## Text under study
=== Begin Enclosure ===

Written by Clay Smith
There was no statistical difference in inadequate vascular filling for CT pulmonary angiogram (CTPA) if the IV catheter was smaller than 20 gauge (ga) or if it was not in the antecubital fossa (AC) or forearm. Read on for the caveats.
Why does this matter?
When pushing IV contrast under pressure for CTPA, the American College of Radiology recommends at least a 20 ga IV in the AC or forearm to accommodate the high flow rate needed and to optimize contrast timing. But this appears to be based on expert opinion. Might a smaller, more peripherally, or atypically located vein work?
Move over AC fossa
Of 1,500 CTPA reports retrospectively reviewed, 19.3% were technically inadequate, with more than half of those due to poor filling of the pulmonary arteries. Patients with a 20 ga or larger IV in the AC fossa or forearm had inadequate filling 9.2% of the time; smaller or non-AC/forearm sites had poor filling 13.2% of the time. There was no statistically significant difference (4.0%, 95% CI -1.7%-9.7%). I would add a word of caution. This study did not look at rate of IV extravasation, and the number of studies with a 22ga or atypically located IV was small. The gravity flow rate of a 22ga is 35mL/min; CT contrast for PE goes in at 4-5mL/sec. How is it possible that 10/13 (77%) with a 22ga were technically adequate? Authors spoke with BD Medical and, “they claim that [their 22ga] can be safely used for power injection as long as the pressure is limited to 300 pounds per square inch.” There are limits; no patients had an IV smaller than 22ga. The number of people with hand, wrist, neck, or other non-AC/forearm IVs was small, 76 in total. Rate of inadequate filling in a hand IV appeared higher, 7/38 (18.4%), though the 95%CI on that would be quite wide. Only 13 people had 22ga IV catheters, and 3/13 (23.1%) had poor filling. Generally speaking, a larger, more proximal IV is a best practice when obtaining a CTPA. But if you can’t get other access and really need the scan, you may have success with a 22ga or non-AC/forearm location.
Rethinking Intravenous Catheter Size and Location for Computed Tomography Pulmonary Angiography. West J Emerg Med. 2019 Mar;20(2):244-249. doi: 10.5811/westjem.2018.11.40930. Epub 2019 Feb 6.

=== End Enclosure ===

## Directions
Reproduce the IV catheter summary above word for word, from "Why does this" up to and including "located vein work?".

## Records
=== Begin Enclosure ===

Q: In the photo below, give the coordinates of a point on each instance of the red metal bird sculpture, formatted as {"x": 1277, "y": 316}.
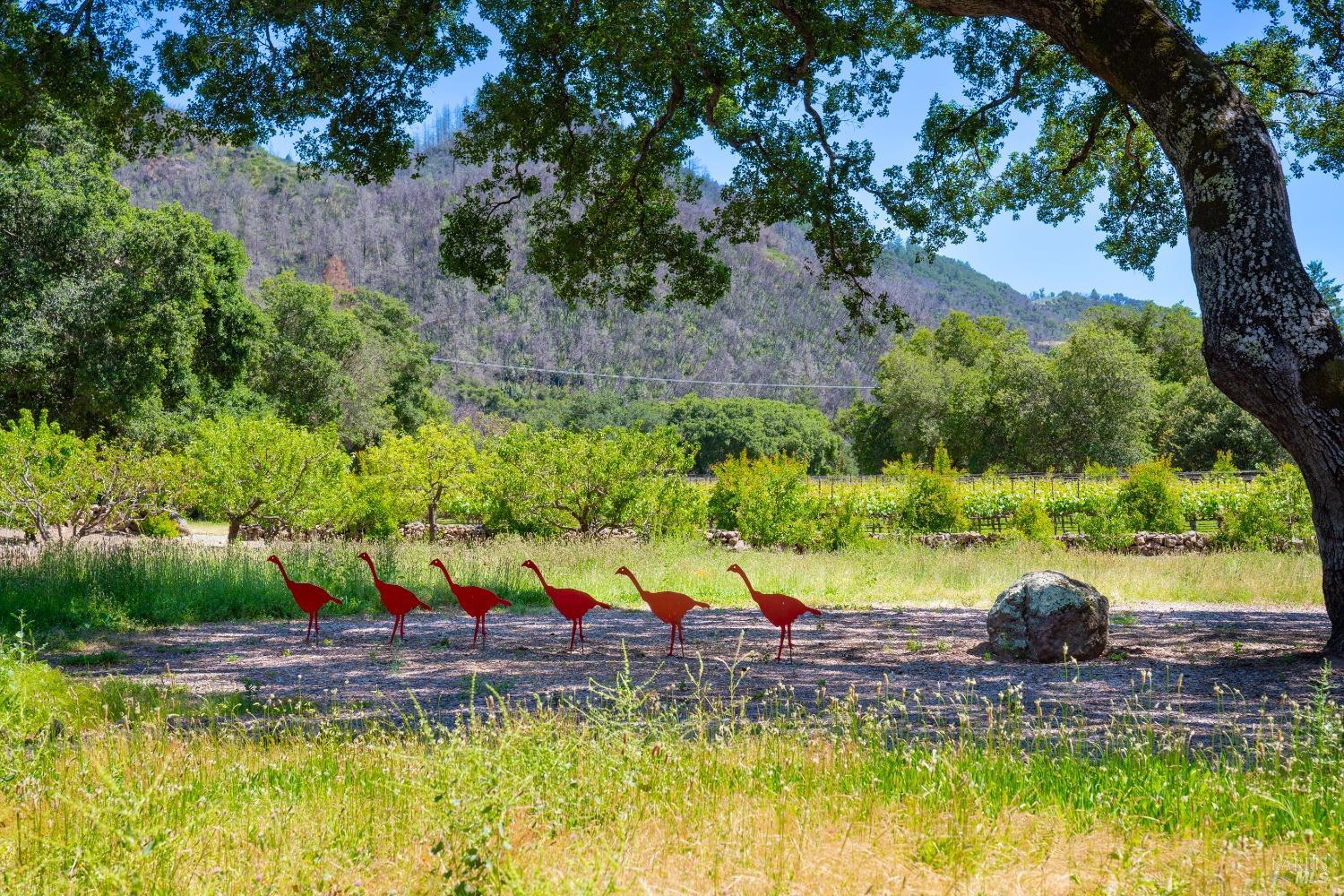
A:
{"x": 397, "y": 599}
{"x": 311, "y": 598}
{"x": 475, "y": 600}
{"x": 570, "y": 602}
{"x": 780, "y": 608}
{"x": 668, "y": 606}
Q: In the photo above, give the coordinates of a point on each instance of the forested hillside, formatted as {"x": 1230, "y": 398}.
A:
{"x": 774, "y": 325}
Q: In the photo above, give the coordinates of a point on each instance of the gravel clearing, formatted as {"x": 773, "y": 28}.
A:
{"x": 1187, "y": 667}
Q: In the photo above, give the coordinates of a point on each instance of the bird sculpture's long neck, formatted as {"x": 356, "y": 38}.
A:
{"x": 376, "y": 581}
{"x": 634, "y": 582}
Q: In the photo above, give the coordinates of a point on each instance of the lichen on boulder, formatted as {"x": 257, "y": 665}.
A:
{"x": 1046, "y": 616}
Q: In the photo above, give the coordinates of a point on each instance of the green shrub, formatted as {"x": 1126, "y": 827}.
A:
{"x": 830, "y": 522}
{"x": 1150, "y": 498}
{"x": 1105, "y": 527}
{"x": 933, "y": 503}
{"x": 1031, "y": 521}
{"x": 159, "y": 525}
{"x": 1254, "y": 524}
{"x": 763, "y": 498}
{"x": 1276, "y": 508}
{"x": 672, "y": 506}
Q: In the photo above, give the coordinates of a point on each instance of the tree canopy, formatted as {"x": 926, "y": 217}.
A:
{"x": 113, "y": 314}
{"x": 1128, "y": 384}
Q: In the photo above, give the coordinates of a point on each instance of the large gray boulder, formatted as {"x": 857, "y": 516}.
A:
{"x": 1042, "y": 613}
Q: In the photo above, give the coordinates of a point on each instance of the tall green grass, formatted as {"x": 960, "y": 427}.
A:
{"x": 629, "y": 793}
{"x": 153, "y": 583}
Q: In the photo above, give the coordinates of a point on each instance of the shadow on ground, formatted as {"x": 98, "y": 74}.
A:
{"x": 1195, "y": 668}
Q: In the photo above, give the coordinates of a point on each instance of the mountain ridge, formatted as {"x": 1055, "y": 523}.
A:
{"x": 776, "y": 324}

=== End Enclosure ===
=== Begin Enclosure ===

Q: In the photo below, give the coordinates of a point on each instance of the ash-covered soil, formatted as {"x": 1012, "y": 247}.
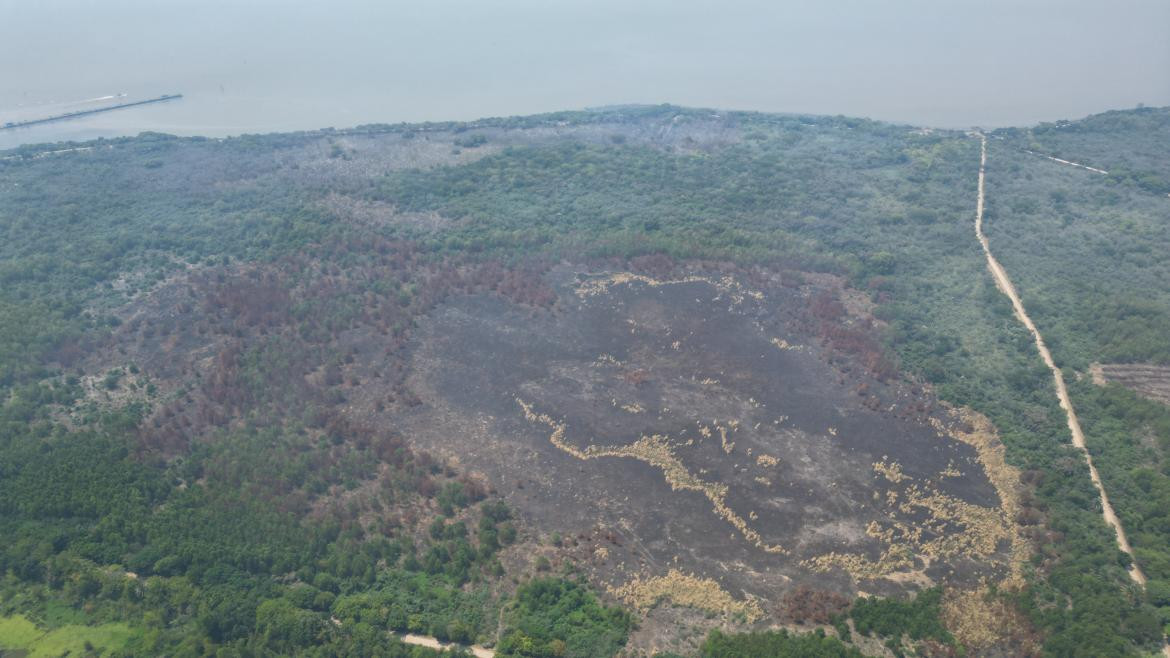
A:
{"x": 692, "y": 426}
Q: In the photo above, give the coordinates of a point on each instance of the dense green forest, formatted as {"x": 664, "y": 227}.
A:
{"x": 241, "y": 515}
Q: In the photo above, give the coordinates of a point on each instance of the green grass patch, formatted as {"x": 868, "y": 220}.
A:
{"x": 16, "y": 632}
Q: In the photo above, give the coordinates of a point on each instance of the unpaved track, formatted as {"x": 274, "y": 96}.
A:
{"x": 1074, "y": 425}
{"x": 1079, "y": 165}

=== End Enclosure ===

## Solution to this task
Why does this matter?
When pushing IV contrast under pressure for CTPA, the American College of Radiology recommends at least a 20 ga IV in the AC or forearm to accommodate the high flow rate needed and to optimize contrast timing. But this appears to be based on expert opinion. Might a smaller, more peripherally, or atypically located vein work?